Net profit attributable to owners of the bank for the full year surged to more than Dh4.39 billion ($1.2bn), the lender said in a statement on Wednesday to the Dubai Financial Market, where its shares are traded.

Impairment charges during the period fell 46 per cent to Dh2.44bn while income from investment properties more than doubled to Dh224.6 million.

“The bank remains on solid ground moving into the new year as we continue to unearth business opportunities in an improving local economic climate to deliver solid returns to all our valued shareholders whilst maintaining the highest standards of governance across the bank,” said Mohammed Al Shaibani, director general of His Highness The Ruler’s Court of Dubai and chairman of Dubai Islamic Bank.

The UAE economy continues to recover from the pandemic on the back of stimulus measures worth Dh388bn, a rapid vaccination programme and the easing of travel restrictions.

The seasonally adjusted purchasing managers' index – a gauge designed to give a snapshot of operating conditions in the non-oil private sector economy – stood at 55.6 in December, indicating a sharp rise in new business and output.

“We enter the year with a new five-year strategy that will propel the bank to strengthen and grow the business over the period,” DIB group chief executive Adnan Chilwan said.

* * * * * * * * *

**What you need to do:**
a – Which amounts in dirhams does the article on Dubai Islamic Bank's full-year results mention?
b – Could you carry on the article about Dubai Islamic Bank's full-year results from its last sentence?

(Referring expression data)

* * * * * * * * *

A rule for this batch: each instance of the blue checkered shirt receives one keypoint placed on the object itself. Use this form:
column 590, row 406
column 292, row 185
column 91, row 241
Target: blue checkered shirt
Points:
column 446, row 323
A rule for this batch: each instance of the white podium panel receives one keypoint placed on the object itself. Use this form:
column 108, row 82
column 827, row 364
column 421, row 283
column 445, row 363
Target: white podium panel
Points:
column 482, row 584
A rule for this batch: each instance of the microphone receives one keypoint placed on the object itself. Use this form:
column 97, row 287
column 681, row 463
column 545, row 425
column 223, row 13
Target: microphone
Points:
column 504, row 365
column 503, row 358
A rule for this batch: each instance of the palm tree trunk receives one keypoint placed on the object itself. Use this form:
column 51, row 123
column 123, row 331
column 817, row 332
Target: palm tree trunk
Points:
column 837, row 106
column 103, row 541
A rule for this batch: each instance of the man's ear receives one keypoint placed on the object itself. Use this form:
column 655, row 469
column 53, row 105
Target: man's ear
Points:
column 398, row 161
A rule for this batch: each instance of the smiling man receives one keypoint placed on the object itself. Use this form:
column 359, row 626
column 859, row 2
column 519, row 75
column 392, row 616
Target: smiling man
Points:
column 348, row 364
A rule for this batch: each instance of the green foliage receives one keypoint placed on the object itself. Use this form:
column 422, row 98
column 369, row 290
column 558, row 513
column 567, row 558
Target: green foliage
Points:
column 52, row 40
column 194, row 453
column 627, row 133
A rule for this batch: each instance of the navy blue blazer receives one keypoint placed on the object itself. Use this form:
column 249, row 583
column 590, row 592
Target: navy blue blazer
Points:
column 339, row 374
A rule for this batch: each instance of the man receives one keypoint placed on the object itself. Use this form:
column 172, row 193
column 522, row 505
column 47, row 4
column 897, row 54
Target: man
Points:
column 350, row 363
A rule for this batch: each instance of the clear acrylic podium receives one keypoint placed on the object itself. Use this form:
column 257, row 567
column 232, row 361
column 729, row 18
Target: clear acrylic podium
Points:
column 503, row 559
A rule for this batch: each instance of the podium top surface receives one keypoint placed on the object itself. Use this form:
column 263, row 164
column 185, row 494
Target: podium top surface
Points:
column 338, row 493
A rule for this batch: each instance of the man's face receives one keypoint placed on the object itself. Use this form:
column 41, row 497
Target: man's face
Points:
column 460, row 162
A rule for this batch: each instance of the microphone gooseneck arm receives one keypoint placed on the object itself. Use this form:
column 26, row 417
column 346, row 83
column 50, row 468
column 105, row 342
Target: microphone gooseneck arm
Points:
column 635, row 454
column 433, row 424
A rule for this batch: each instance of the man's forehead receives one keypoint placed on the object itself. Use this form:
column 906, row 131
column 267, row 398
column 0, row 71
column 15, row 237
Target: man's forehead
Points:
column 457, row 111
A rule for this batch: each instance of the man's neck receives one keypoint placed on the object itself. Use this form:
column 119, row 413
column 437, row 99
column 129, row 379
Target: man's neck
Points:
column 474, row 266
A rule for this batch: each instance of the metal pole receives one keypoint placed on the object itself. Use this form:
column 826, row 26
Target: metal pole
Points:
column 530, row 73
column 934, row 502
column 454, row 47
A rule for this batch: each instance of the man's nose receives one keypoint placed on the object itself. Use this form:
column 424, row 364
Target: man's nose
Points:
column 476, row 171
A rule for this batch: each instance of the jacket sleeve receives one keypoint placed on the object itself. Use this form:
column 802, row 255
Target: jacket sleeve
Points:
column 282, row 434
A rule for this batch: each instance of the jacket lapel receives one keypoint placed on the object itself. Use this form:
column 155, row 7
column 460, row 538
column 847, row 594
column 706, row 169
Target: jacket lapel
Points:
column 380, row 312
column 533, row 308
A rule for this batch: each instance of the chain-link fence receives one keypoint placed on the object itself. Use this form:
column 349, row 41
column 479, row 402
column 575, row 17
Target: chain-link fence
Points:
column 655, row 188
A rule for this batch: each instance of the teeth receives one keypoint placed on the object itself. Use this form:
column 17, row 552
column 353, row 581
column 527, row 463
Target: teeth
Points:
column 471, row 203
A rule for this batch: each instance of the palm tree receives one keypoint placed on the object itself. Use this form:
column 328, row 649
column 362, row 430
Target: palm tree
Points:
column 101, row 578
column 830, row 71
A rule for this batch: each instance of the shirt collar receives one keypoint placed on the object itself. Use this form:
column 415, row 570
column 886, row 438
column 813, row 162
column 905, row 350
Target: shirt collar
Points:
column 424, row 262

* * * * * * * * *

**Answers for the exercise:**
a –
Dh4.39 billion
Dh2.44bn
Dh224.6 million
Dh388bn

b –
“Building on the progress that we have made, DIB will transition into a more sustainable business model and create further capacity to generate stronger returns for our shareholders whilst simultaneously ensuring a superior banking experience for all our customers.”

The bank’s operating expenses during the period fell 7 per cent to Dh2.5bn while customer deposits touched Dh205.8bn.

The outlook for GCC banks over the next 12 to 18 months is stable, as the region continues its recovery from the pandemic on the back of higher oil prices, Moody’s Investors Service said in a report last month.

Oil prices have rallied to their highest since 2014, with international benchmark Brent trading at $88.51 a barrel at 11.46am UAE time on Wednesday, while West Texas Intermediate, the gauge that tracks US crude, was tradind at $85.67.

Large infrastructure projects and regulatory measures will also support the credit growth of GCC banks in 2022, according to Moody's.